● BRIEF
If a line includes "below", copy it out of the entries.

● SUPPLIED RECORDS
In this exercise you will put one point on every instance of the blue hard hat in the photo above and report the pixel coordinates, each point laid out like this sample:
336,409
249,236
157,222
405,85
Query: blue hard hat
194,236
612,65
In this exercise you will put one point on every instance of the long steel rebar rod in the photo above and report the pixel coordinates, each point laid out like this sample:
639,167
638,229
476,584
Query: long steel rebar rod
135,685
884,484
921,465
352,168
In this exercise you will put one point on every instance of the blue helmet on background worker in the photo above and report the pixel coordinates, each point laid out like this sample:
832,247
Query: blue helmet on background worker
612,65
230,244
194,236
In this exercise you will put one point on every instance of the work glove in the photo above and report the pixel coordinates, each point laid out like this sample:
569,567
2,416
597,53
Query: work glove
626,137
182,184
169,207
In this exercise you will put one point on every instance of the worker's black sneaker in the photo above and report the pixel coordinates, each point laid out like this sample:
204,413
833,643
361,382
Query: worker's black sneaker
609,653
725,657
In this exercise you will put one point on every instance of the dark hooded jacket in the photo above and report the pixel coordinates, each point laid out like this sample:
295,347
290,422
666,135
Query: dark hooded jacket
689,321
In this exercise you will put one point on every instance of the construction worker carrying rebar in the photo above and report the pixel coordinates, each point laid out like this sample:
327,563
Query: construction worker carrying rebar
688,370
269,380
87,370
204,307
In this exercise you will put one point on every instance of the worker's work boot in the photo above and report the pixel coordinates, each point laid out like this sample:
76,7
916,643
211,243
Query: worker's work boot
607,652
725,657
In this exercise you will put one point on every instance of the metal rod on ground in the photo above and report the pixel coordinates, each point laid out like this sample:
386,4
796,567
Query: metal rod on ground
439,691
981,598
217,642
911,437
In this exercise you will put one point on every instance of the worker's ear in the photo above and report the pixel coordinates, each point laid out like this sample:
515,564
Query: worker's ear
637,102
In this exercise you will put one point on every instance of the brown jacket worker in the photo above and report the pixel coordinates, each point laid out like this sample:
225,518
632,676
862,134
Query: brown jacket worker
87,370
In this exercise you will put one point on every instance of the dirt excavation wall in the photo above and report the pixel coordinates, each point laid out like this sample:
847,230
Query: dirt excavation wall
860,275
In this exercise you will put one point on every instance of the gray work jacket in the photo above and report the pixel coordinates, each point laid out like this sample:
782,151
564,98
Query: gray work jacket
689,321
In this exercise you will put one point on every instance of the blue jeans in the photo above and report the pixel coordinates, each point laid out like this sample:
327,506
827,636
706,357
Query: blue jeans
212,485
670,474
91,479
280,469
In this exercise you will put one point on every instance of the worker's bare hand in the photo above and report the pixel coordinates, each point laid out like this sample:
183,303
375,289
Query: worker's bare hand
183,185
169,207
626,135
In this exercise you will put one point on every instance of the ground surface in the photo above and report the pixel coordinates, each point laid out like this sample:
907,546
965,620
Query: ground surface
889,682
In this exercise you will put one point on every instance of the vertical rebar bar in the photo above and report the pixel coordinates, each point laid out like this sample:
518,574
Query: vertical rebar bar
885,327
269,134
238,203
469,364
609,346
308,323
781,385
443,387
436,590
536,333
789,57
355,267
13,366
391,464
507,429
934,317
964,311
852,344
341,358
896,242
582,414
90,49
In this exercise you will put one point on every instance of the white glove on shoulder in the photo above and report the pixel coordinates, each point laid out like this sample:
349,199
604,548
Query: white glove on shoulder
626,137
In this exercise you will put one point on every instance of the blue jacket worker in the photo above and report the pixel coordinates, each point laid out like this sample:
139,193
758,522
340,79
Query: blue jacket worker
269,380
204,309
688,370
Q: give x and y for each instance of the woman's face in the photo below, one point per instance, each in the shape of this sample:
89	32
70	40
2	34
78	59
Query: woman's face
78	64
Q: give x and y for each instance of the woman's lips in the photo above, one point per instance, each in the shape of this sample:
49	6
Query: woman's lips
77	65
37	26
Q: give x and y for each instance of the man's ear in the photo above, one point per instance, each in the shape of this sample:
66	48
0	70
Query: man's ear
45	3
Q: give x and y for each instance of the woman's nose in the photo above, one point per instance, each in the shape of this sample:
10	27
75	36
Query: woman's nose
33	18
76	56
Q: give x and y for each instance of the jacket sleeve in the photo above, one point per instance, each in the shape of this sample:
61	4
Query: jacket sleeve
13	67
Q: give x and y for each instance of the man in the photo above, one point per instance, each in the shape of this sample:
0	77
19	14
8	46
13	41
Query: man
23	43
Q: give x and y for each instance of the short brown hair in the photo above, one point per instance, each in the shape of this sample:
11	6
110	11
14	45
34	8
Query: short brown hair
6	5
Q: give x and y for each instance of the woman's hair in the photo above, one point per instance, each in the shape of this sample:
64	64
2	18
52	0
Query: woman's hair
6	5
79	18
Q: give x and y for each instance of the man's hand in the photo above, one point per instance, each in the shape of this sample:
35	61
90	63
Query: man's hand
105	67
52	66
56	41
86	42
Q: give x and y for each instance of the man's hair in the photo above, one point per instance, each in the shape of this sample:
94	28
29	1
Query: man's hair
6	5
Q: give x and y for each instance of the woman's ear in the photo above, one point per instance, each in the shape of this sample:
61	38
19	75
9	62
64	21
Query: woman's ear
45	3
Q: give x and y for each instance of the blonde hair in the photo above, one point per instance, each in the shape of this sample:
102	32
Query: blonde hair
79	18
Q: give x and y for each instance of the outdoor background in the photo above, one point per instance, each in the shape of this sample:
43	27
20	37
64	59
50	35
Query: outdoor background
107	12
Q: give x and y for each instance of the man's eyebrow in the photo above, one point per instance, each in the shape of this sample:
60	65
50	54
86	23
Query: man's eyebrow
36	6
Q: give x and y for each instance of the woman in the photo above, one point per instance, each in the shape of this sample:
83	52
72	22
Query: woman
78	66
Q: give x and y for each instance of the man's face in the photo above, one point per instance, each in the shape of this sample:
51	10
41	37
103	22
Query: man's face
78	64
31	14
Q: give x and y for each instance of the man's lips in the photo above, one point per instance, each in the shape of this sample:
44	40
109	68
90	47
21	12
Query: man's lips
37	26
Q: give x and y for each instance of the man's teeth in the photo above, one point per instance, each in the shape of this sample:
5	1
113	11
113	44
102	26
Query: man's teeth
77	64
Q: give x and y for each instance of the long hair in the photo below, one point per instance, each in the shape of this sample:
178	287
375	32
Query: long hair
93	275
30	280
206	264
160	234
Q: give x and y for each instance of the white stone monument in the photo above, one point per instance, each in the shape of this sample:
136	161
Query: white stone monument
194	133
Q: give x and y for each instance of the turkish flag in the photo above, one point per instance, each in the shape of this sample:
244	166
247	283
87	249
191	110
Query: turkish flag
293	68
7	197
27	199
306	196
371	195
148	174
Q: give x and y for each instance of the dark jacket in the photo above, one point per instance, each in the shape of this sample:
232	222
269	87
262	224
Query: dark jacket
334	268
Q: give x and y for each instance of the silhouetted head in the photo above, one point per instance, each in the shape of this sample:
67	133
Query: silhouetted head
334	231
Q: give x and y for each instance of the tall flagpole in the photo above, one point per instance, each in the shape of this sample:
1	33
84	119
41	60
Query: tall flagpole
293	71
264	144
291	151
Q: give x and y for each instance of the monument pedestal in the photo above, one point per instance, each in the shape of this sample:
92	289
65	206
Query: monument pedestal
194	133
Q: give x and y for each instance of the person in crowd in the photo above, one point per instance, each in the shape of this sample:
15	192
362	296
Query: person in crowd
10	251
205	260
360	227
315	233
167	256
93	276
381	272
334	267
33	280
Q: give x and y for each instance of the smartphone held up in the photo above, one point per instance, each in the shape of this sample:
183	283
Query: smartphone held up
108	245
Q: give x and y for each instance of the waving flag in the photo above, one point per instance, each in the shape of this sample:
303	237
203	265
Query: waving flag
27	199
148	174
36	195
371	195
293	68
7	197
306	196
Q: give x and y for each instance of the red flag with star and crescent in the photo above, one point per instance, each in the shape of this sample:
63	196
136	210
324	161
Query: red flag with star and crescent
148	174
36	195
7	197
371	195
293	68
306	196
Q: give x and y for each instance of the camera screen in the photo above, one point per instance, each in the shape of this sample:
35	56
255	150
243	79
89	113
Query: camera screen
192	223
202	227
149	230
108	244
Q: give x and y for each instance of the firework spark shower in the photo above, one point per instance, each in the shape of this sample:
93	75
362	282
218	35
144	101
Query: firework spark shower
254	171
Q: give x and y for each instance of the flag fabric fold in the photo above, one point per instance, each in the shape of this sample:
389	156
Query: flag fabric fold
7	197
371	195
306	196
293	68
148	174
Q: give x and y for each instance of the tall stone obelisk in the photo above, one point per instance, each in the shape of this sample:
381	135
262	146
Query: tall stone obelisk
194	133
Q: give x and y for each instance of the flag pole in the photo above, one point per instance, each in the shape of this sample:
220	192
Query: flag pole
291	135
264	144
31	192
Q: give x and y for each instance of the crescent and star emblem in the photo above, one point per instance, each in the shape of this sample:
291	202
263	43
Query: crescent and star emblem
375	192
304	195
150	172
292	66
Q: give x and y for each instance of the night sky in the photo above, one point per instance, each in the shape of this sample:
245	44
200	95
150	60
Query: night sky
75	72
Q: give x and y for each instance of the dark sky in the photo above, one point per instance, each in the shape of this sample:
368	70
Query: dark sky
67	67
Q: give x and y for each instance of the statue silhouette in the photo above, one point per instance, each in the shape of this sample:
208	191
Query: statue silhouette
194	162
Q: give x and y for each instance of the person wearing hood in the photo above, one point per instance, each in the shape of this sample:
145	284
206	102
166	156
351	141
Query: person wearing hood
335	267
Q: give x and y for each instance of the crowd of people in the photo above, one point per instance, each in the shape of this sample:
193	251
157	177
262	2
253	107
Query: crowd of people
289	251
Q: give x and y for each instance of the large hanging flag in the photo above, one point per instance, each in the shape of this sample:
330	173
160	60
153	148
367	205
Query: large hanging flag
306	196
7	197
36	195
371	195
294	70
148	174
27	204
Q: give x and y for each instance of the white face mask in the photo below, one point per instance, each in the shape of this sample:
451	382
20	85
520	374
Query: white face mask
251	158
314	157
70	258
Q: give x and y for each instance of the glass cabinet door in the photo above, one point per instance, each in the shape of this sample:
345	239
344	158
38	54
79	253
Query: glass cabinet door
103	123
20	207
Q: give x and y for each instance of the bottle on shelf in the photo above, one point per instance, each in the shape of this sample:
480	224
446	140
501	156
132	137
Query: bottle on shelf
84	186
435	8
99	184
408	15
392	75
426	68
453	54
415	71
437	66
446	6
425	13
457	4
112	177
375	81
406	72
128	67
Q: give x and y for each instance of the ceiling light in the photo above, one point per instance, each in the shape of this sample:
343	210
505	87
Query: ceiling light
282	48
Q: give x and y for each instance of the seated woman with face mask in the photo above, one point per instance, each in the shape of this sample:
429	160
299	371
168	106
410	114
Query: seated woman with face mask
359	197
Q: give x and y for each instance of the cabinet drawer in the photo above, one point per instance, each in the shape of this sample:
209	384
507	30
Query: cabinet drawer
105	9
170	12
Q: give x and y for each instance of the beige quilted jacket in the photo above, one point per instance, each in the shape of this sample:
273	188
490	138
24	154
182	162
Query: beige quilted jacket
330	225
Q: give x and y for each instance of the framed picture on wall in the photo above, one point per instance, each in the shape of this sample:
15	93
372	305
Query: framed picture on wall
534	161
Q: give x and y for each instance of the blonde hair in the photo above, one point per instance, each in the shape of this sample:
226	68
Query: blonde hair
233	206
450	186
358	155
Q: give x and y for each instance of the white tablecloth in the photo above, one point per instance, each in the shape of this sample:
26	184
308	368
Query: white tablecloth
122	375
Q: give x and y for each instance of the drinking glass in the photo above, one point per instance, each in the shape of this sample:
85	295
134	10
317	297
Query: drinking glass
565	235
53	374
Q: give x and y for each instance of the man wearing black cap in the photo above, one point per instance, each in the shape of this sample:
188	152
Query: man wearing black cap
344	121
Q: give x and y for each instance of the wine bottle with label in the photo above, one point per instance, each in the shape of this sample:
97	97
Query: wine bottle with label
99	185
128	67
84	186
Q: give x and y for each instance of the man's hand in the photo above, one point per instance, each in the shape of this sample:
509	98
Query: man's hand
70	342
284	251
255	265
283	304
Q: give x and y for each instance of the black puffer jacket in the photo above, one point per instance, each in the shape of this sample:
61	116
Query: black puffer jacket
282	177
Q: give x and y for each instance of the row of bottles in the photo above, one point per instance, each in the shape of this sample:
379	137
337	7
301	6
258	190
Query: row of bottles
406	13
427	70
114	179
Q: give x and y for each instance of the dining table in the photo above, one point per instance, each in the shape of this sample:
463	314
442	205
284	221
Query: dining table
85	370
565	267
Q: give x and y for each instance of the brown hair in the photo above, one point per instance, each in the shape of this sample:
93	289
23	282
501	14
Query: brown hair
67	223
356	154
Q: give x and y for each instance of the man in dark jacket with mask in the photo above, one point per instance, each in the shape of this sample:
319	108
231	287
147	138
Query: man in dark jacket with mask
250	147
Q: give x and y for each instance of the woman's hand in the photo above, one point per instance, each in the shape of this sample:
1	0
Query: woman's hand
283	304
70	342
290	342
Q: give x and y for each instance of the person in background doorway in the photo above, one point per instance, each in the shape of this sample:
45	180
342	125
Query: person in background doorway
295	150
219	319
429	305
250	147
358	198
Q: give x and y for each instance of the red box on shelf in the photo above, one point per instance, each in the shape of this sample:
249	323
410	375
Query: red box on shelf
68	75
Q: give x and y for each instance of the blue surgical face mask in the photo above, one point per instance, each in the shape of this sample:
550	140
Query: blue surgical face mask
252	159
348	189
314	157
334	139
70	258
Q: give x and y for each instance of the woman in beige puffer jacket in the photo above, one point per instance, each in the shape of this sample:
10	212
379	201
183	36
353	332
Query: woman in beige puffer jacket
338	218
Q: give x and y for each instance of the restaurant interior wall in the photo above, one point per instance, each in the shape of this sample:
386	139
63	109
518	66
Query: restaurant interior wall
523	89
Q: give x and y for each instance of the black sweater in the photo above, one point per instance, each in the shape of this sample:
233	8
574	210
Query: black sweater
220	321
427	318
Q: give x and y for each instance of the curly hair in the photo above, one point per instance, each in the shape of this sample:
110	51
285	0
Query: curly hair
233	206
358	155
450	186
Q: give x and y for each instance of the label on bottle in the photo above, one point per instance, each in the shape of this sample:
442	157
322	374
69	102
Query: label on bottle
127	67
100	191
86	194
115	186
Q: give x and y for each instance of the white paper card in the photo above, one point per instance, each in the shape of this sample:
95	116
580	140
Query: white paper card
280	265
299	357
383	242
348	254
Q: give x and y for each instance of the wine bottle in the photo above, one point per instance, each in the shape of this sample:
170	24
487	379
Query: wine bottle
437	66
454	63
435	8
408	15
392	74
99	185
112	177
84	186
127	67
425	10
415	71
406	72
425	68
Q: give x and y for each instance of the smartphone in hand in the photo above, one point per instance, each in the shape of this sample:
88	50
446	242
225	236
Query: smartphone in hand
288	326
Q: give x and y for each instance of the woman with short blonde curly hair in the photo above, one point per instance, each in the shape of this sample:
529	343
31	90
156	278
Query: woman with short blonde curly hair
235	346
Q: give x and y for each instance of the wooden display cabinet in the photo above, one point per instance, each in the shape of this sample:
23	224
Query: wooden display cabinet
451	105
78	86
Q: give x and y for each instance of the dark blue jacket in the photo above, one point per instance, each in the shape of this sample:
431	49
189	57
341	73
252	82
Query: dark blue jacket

● RESULT FOR THIS EXERCISE
Q: give x and y for each instance of the woman's face in the photo below, one point per instance, each in the shape of this sample:
Q: give x and y for each instance of the long hair in the photo below, one point per instance, each in the shape of this sample:
Q: give x and y for each instance of the white face mask in the photo below, one point per instance, each in the shape of this sample:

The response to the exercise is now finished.